* Excerpted passage
——

We order our world with technology, in ways so mundane they escape detection without effort to separate representation of the world from the world itself. This is difficult because language itself is a sort of representational technology. Think of language as the software used in “hardware” (like stop signs or birth certificates) designed to order society.

The last decade has seen dozens of new kinds of hardware and software created to manage individuals’ relationships with the state. What does it mean to “belong” in a state? Is it enough to have legal credentials, or are there cultural and social dimensions that make belonging more than a value in a spreadsheet? Rather than thinking of belonging as a thing one has or does not have, we should think of it as a constantly evolving process. Systems of belonging operate by ordering relations between spaces, things and people, and, importantly, what counts as “people”. This latter distinction is the bedrock from which all other relations are imagined. To be a “person” signifies a special status, the right to have rights. One cannot own things if one does not own one’s self, and one cannot own one’s self if one is not a person.

Belonging has a context in which it operates – a domain where definitions are generally agreed upon, with a stable if evolving framework of relations between people and things, and a means of negotiating them. In the context of globalization and xenophobia, that context is the state, and the means of negotiating these ties are technologies of belonging.

Language and sight are primary technologies of belonging – what language you speak, and how you speak it signals others as much as appearance and behavior can, and all have a long history in the service of the state in determining property and citizenship rights. Every time you hear about a legislature mulling the idea of recognizing an “official language”, you are witnessing an aspect of belonging being crafted.

All persons are entangled with state systems of belonging, though in practice the reach of such systems is uneven and irregular. Many experience dissonance between representations and realities of social relations, and there is often a connection between asymmetrical distributions of power and these dissonances. In present-day liberal democracies, the promise of belonging is a promise of equal protection and access to the law. Between promise and reality, however, is the space where technologies of belonging are employed, co-opted, or subverted, as individuals and groups seek to redefine – or escape – actually existing relations in their respective states.

——

* Written tasks
1. Reproduce verbatim the portion of the passage on technologies of belonging between "We order our" and "to order society.", inclusive.
2. In present-day liberal democracies, what does the promise of belonging consist of, according to the passage on technologies of belonging?
3. Extend the passage on technologies of belonging past its final sentence.

* Data
——

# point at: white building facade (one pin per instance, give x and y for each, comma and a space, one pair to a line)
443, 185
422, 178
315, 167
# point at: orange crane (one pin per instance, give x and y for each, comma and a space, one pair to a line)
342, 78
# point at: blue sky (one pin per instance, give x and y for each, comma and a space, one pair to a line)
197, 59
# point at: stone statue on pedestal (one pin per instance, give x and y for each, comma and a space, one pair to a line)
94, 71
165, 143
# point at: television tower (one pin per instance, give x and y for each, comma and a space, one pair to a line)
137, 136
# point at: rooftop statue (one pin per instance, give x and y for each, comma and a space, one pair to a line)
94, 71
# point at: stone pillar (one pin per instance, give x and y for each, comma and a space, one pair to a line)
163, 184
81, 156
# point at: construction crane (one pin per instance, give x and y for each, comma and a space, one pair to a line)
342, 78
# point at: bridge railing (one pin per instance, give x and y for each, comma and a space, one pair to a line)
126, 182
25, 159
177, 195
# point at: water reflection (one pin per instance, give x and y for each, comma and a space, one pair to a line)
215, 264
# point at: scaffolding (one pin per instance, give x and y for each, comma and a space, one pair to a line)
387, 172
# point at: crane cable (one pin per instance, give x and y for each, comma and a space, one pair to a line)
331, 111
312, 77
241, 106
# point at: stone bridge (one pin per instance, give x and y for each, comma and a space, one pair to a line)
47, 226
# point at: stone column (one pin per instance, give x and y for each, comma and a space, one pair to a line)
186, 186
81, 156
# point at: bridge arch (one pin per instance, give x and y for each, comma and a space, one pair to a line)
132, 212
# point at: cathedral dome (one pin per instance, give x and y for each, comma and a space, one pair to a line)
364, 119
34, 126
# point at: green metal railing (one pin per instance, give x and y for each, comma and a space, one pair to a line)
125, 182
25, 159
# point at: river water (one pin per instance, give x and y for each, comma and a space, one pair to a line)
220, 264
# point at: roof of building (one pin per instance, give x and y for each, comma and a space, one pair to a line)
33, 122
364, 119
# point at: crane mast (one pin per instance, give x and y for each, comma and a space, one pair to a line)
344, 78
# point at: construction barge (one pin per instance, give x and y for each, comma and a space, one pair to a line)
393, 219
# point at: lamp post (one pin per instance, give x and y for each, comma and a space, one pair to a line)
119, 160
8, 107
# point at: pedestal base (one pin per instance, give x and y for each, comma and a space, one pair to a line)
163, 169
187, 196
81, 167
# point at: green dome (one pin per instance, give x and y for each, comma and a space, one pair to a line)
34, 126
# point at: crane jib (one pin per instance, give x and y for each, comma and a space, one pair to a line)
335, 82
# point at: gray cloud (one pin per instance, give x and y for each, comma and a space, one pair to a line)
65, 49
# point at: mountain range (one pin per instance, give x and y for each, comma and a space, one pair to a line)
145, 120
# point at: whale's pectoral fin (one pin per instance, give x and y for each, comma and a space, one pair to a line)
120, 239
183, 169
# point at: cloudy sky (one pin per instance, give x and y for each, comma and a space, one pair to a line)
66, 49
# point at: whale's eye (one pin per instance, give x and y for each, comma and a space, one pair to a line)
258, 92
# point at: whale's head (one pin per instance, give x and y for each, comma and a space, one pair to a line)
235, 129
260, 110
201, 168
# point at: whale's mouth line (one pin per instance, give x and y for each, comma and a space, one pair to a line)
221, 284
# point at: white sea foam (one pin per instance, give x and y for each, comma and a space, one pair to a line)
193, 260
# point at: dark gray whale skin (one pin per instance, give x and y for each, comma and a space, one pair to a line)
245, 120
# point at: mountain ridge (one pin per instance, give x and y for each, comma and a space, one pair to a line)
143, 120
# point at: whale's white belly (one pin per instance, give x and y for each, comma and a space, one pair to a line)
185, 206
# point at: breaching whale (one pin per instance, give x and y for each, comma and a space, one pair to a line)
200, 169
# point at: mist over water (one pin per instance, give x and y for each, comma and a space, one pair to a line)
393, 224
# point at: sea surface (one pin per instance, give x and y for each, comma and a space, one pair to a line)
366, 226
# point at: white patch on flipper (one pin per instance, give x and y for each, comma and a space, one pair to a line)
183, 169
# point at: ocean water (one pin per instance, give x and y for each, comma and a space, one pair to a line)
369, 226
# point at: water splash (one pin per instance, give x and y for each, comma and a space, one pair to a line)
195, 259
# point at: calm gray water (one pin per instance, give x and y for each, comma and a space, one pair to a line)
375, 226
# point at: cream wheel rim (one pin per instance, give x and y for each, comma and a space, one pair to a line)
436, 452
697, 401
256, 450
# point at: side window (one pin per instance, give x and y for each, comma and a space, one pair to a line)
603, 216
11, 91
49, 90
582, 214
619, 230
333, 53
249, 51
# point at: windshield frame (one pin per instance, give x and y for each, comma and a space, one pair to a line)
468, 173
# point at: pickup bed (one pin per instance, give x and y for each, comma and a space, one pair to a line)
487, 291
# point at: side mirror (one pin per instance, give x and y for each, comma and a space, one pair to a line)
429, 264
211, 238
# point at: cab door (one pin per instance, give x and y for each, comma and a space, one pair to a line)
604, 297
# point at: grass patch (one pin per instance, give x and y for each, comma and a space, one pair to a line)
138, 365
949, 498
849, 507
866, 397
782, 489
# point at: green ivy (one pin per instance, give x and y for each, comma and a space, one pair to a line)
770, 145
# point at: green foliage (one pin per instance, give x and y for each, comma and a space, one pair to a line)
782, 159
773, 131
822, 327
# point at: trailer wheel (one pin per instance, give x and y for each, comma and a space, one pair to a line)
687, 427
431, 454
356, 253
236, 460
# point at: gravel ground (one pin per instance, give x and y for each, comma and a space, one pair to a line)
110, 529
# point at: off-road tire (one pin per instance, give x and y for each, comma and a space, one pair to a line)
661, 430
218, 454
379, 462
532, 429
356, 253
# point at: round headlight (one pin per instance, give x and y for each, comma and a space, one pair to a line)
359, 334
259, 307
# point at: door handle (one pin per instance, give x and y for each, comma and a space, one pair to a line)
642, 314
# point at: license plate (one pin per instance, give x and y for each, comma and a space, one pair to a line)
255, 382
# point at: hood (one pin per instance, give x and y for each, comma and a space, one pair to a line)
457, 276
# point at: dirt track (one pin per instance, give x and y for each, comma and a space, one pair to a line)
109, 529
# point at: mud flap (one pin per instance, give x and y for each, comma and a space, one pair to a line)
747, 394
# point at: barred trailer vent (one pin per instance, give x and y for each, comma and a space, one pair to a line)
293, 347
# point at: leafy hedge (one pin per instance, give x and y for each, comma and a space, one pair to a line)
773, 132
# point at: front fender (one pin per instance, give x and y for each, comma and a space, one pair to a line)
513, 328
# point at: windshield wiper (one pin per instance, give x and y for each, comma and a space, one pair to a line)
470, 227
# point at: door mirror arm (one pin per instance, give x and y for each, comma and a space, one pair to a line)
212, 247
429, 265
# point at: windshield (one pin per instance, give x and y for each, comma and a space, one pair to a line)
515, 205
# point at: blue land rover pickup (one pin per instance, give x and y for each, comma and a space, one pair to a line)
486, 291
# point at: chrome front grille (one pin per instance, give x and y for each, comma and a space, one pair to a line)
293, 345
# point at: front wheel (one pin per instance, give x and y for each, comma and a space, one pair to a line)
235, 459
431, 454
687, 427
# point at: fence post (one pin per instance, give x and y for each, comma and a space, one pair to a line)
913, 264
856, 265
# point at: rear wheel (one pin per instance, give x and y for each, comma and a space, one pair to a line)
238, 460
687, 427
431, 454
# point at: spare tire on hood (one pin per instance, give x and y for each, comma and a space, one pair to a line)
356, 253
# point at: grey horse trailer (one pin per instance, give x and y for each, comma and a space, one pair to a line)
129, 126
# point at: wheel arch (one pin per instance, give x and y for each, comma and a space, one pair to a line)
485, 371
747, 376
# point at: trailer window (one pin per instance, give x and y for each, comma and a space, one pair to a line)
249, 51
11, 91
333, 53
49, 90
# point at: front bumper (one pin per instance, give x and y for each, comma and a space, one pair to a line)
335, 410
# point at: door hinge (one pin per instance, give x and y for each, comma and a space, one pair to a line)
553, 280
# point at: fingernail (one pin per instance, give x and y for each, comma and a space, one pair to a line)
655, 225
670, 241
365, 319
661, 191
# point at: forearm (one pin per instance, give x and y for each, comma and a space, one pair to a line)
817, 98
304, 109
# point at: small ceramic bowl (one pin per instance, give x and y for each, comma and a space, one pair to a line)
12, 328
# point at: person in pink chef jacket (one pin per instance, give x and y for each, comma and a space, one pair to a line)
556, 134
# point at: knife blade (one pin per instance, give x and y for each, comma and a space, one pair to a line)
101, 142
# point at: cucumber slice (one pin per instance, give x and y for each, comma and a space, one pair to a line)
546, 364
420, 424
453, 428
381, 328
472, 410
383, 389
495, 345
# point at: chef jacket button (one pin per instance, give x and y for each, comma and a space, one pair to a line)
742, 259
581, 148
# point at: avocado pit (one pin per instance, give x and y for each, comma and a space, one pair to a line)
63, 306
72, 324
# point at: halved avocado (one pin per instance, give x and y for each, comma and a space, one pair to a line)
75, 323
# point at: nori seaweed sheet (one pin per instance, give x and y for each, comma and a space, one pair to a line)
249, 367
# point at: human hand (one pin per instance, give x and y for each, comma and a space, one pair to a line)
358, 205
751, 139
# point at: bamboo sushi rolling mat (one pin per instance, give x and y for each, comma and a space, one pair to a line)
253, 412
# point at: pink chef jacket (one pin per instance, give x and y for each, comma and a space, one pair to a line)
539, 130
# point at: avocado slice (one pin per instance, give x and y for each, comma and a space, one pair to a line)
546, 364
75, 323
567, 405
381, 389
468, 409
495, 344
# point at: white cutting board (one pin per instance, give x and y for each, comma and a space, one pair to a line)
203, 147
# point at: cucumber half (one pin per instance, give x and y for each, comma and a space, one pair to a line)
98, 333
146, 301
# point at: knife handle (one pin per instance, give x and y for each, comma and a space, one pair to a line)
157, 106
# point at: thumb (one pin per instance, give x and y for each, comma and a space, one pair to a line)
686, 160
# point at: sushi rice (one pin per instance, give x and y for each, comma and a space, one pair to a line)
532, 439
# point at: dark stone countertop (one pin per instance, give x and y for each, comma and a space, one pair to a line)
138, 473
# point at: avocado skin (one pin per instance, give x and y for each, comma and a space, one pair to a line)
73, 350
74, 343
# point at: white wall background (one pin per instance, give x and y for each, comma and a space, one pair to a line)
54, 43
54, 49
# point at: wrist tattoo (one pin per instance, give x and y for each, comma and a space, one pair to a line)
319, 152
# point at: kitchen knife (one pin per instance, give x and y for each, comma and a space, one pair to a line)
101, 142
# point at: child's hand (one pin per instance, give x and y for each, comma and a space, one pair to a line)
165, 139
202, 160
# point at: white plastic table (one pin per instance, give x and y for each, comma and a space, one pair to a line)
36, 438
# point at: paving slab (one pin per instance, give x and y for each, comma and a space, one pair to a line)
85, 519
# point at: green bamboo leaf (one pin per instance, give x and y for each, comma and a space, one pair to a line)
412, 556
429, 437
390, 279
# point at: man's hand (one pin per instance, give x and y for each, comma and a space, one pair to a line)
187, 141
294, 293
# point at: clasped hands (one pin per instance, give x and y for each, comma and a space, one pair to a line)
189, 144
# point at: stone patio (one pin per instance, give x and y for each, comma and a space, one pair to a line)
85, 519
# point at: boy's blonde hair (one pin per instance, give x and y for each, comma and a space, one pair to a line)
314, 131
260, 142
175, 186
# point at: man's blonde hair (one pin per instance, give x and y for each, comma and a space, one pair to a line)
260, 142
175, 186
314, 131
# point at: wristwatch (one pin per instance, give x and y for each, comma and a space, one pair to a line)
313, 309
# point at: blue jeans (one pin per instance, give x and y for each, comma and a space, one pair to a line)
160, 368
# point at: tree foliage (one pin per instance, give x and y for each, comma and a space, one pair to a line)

——

* Results of the exercise
1.
We order our world with technology, in ways so mundane they escape detection without effort to separate representation of the world from the world itself. This is difficult because language itself is a sort of representational technology. Think of language as the software used in “hardware” (like stop signs or birth certificates) designed to order society.

2. It is a promise of equal protection and access to the law.

3.
To answer how technology mediates belonging in a state system, we should begin by outlining how individuals  encounter and interact with such technologies. Technologies of belonging are both mundane and extraordinary, depending on context. They are mundane in that our shared acceptance of their efficacy (if not always legitimacy) allows other systems to function. They are extraordinary in that they become most visible and powerful at the limit of their domain – the border – where one of if not the most visible and powerful examples of a technology of belonging, the border security apparatus, hereafter “BSA”, operates.

US BSAs are sorting machines for belonging to or in a liberal democratic state, yet are often neither liberal nor democratic in practice. Ostensibly designed to protect civil and property rights of US citizens while securing authorized movement of goods and persons in and out of national territory, it often suspends or violates these rights while proving at best ineffective at preventing movement of unauthorized goods and persons across the border, and at worst actively making the border region less secure.

This can be better understood if we separate the framing of BSAs from actually existing BSAs, or more simply, how we talk about them from how they actually work.

BSAs recognize a kind of formal belonging to one or more states – citizenship – established through birthplace, family relation or both, documented with context-specific forms of identification, such as passports and visas, which also affect one’s relationships with states to which one does not belong, with the intent of creating unambiguous ties between persons and states.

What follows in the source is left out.